» **BRIEF 1**
Show every line in the rows that contains the word "crane", copying each such line in full.

────────────────────────────────────────

Monday, April 1, 2013

Curbs at home get Singaporeans looking far and wide to invest


The Straits Times  |  March 31, 2013

Singaporeans with money to spare but deterred by property curbs at home are going as far as South America to invest.

Apartments and houses in places like London, Melbourne and Kuala Lumpur have always appealed to investors here, but these days developers are also pushing property in places as far-flung as Bangkok, Tokyo, Boracay in the Philippines, Marrakech in Morocco, Brazil and the Bahamas.

And agents say hundreds of these properties have found buyers here largely through exhibitions held at Singapore hotels.

One sign is a recent rise in advertisements for overseas properties in The Straits Times and The Sunday Times.

Most are for projects in Malaysia and London, but ads for developments in many other places now appear regularly too.

To sweeten the deal, some projects dangle carrots such as rental guarantees and free maintenance for a period.

The ECG Group, a Singapore firm co-developing housing projects in Thailand, has been active, and this month it launched its Circle Condominium and Circle Living Prototype, both freehold projects in Bangkok.

Prices for fully-furnished units ranging from studio apartments to two-bedroom units in both projects go for between $210,000 and $380,000 - or an average of $530 per sq ft (psf).

Since it began targeting Singapore buyers three years ago, the company has marketed a total of six Thai developments.

ECG chief executive Eric Cheng said it has sold more than 160 homes in the past two years and the pace picked up significantly in the past year. He said it sold 21 units in one weekend at an exhibition this month.

He thinks Singapore's property cooling measures have helped drive investors to look at Bangkok as a place to buy homes.

"We had 112 people attend a seminar in a recent weekend, more than double what we got last year, with about 20 per cent of them making a purchase," he said.

The Assoufid Villas, in the south-west of Marrakech, is being marketed here with prices ranging from 1.9 million euros (S$3 million) for a three-bedroom unit to three million euros for a four-bedroom unit with a two-bedroom guest pavilion.

Homes at Baha Mar, a US$3.5 billion (S$4.3 billion) integrated resort being built in the Bahamas, have also been offered here at prices starting from US$1.5 million.

Jones Lang LaSalle (JLL) director of international property services Doris Tan said her firm has sold 60 homes from the three Tokyo projects it has marketed here since last November.

It started promoting The Parkhouse Nishiazabu Residence this month with prices from $1.5 million to $2 million, or $1,200 to $1,500 psf.

────────────────────────────────────────

» **BRIEF 2**
In the article on Singaporeans buying property overseas, how many homes has Jones Lang LaSalle sold from the Tokyo projects it has marketed in Singapore?

» **GIVEN ENTRIES**
────────────────────────────────────────

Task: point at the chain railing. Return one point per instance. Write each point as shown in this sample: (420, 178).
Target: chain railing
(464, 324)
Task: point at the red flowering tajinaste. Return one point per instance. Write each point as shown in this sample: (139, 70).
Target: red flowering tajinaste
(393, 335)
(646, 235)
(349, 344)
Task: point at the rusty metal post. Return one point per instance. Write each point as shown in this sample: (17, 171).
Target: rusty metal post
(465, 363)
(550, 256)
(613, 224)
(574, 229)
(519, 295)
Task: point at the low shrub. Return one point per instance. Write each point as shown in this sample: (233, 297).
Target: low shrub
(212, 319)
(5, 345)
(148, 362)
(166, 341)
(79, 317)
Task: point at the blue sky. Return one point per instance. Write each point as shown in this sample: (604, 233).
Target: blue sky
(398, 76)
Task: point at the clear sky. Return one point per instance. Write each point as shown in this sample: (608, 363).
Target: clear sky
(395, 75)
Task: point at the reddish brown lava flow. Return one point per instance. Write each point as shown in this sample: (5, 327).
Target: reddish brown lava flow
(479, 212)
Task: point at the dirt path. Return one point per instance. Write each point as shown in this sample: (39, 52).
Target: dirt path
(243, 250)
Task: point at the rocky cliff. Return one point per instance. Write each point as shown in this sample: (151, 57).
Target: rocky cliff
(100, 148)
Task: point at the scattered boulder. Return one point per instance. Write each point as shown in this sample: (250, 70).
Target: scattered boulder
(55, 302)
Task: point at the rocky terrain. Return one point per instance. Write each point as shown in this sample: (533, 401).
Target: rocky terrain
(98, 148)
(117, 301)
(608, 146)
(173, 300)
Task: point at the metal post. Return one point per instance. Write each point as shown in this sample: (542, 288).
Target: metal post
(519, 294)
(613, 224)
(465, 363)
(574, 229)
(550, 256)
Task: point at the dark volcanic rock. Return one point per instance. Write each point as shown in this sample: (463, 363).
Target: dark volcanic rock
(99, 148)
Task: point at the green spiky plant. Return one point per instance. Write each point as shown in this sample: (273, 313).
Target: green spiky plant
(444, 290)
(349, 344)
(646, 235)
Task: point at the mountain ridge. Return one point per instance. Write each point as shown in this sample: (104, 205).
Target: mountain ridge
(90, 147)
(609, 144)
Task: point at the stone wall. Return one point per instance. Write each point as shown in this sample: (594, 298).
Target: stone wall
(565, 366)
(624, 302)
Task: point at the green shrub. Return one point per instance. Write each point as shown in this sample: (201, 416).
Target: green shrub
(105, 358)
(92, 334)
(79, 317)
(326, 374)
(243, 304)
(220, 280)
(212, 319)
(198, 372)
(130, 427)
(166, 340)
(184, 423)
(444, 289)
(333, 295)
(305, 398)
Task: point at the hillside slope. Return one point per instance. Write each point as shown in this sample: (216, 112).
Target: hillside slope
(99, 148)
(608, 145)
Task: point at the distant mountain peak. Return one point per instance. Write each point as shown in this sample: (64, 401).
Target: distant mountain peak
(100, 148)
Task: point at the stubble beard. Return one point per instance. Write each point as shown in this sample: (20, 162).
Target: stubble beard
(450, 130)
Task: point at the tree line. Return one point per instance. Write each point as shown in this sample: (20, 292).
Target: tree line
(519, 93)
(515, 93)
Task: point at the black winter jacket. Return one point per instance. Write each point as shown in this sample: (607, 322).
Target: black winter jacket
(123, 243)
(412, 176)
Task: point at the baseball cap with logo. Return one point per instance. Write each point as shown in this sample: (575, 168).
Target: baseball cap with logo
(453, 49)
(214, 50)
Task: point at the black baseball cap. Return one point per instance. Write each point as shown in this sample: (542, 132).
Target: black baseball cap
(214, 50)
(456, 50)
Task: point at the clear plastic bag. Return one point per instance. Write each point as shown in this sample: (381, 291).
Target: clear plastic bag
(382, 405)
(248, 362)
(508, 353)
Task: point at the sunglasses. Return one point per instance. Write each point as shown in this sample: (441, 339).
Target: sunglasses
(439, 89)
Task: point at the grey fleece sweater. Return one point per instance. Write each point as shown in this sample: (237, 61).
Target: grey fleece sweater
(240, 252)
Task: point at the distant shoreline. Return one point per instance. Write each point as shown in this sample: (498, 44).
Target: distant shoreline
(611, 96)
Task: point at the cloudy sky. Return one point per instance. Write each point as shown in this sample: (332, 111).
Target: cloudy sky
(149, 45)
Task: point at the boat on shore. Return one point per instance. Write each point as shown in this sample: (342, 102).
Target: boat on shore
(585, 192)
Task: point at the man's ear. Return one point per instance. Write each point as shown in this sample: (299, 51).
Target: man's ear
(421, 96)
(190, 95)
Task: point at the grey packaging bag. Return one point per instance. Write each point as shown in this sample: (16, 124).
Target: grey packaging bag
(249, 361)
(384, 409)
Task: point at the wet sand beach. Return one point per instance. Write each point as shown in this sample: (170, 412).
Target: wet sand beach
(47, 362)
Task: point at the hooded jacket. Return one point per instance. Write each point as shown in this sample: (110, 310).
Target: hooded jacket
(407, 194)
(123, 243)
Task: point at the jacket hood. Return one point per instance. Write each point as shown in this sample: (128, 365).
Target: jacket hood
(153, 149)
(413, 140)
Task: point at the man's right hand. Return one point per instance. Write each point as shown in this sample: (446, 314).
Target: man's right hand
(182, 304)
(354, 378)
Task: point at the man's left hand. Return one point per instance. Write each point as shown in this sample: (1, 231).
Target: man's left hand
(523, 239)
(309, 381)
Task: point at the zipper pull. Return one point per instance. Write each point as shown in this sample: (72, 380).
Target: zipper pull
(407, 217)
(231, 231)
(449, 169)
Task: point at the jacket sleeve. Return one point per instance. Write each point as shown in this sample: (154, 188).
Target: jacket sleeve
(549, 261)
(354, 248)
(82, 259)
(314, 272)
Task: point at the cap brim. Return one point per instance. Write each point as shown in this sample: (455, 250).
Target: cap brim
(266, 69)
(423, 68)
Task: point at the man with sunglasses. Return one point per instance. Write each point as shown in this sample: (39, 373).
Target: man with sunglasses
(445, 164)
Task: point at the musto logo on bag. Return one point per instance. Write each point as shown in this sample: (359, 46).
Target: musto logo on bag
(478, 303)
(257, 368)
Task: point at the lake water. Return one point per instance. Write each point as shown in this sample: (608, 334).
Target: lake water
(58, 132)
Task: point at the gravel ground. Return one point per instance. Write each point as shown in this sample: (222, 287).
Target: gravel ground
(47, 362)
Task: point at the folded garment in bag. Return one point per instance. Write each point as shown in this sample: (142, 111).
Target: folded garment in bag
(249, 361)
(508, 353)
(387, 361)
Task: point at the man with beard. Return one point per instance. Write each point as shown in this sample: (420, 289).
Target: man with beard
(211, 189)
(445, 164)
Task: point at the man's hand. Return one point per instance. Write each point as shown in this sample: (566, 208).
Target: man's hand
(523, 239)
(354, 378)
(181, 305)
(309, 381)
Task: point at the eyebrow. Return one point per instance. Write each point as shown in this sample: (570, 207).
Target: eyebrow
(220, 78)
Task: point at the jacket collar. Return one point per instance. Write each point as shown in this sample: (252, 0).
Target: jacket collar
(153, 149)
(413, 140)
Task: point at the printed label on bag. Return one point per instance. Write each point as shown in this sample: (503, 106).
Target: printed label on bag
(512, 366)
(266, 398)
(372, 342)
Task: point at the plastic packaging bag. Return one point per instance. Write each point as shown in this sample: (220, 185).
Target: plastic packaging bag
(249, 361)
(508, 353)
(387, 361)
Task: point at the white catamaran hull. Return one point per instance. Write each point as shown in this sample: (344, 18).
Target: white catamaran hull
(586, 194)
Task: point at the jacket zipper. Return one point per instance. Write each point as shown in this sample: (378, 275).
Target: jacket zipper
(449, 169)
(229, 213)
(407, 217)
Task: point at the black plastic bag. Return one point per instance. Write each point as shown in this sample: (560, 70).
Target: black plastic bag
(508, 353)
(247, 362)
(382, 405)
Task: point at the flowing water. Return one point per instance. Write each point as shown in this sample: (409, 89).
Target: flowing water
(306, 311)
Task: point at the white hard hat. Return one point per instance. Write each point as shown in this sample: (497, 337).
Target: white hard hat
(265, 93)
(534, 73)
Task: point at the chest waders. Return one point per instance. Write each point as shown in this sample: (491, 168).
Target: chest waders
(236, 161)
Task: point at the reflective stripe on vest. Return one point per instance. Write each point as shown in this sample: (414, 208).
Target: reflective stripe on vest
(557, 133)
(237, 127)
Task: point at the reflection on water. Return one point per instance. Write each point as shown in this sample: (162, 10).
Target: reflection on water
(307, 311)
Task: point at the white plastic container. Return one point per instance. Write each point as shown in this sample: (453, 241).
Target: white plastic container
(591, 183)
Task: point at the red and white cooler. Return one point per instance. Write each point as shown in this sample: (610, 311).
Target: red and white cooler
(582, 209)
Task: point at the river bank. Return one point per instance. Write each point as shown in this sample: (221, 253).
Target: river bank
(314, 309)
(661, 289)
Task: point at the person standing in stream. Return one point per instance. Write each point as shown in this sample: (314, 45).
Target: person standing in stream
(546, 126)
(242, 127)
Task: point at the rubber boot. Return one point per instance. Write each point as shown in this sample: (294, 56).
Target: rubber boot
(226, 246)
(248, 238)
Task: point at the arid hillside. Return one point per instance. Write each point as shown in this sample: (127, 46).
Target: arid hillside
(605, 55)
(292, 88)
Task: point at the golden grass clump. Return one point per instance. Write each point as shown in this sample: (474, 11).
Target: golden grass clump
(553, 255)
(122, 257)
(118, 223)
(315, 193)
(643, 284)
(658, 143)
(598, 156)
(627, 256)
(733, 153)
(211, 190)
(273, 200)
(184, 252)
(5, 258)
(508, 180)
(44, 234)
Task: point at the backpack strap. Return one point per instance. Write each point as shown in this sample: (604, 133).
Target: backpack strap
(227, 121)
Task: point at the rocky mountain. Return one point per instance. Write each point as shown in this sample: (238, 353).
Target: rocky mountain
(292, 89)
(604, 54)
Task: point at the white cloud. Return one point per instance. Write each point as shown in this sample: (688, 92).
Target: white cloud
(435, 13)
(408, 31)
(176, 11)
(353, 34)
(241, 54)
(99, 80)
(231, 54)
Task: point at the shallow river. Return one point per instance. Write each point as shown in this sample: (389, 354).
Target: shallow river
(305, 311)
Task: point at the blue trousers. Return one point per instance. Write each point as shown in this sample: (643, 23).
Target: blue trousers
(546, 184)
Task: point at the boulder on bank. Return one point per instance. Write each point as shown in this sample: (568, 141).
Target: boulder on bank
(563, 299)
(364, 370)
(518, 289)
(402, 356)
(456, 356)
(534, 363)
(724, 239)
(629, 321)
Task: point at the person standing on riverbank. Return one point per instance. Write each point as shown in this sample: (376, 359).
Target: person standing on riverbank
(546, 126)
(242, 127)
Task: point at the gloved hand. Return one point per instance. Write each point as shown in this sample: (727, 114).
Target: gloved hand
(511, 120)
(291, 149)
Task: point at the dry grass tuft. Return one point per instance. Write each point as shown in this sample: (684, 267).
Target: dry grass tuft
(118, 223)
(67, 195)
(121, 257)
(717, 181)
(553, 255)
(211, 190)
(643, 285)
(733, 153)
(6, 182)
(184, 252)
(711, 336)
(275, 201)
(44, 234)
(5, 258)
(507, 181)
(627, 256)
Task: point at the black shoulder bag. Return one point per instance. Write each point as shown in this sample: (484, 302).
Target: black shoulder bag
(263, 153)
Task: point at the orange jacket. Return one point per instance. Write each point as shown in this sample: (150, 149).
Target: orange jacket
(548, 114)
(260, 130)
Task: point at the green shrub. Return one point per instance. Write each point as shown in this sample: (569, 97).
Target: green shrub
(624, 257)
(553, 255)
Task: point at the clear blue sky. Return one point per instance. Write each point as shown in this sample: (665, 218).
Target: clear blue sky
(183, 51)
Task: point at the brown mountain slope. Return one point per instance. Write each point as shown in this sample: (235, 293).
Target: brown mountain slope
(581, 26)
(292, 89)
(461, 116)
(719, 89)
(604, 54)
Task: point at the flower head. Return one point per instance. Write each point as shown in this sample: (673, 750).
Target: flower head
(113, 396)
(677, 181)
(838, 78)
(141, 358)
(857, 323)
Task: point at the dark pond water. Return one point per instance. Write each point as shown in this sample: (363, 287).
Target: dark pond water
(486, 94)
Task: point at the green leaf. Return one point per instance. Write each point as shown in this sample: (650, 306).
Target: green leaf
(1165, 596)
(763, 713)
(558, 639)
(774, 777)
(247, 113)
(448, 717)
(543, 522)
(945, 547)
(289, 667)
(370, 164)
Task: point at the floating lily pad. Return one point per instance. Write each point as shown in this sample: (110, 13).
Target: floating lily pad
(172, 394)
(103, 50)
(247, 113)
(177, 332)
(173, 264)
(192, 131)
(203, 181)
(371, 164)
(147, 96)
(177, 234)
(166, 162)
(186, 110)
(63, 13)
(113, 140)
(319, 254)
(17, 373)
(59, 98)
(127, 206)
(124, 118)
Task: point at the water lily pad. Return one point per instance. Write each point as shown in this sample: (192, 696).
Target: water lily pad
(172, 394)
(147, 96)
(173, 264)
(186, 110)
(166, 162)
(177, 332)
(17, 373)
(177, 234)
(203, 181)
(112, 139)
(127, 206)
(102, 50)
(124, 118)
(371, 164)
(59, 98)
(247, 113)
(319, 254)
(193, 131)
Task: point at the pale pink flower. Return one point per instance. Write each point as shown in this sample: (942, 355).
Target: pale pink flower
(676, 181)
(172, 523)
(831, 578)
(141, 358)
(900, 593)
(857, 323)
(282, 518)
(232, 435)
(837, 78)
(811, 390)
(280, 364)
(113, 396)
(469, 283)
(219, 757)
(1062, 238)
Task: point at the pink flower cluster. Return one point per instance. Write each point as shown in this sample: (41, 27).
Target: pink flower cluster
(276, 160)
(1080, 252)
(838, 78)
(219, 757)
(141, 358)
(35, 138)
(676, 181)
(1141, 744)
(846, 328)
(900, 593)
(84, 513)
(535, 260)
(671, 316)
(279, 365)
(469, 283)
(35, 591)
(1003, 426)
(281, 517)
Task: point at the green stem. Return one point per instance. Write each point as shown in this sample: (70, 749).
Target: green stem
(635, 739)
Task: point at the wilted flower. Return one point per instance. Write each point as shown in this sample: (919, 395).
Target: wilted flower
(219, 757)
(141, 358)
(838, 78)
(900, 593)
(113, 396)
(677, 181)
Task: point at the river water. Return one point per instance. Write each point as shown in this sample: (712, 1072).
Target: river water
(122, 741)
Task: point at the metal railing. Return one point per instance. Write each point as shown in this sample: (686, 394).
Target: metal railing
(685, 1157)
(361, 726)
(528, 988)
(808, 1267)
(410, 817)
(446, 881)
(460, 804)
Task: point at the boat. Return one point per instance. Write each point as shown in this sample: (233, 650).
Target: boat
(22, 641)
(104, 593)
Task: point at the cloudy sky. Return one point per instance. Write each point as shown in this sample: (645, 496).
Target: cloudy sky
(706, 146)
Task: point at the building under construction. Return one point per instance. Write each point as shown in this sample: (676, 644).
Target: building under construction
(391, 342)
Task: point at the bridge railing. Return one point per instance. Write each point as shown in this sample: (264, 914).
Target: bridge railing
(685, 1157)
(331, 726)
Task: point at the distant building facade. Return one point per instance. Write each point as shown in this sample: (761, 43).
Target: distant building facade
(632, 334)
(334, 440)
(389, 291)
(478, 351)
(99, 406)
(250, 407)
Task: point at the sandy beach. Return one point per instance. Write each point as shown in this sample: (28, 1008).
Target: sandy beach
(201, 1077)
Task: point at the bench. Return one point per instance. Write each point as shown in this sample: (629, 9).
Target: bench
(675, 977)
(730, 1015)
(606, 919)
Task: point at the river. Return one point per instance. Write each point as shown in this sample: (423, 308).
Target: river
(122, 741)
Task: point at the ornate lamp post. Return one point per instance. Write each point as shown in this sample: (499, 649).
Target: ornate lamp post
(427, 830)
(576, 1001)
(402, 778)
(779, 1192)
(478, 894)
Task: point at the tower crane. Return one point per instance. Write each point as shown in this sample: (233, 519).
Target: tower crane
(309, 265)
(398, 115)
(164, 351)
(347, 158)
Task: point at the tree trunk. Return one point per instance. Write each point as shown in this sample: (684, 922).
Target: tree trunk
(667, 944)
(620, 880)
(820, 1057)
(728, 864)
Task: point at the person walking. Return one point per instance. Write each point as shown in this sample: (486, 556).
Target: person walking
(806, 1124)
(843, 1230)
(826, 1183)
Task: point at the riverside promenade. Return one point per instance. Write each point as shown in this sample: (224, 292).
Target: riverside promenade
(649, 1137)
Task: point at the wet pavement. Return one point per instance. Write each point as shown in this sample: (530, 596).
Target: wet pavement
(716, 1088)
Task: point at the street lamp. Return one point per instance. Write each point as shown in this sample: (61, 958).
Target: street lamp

────────────────────────────────────────

» **WRITTEN SOLUTION 1**
Task: point at the tower crane. Return one point per instance. Write each point as shown in this sample: (233, 519).
Target: tower crane

» **WRITTEN SOLUTION 2**
60 homes, from three Tokyo projects marketed in Singapore since last November.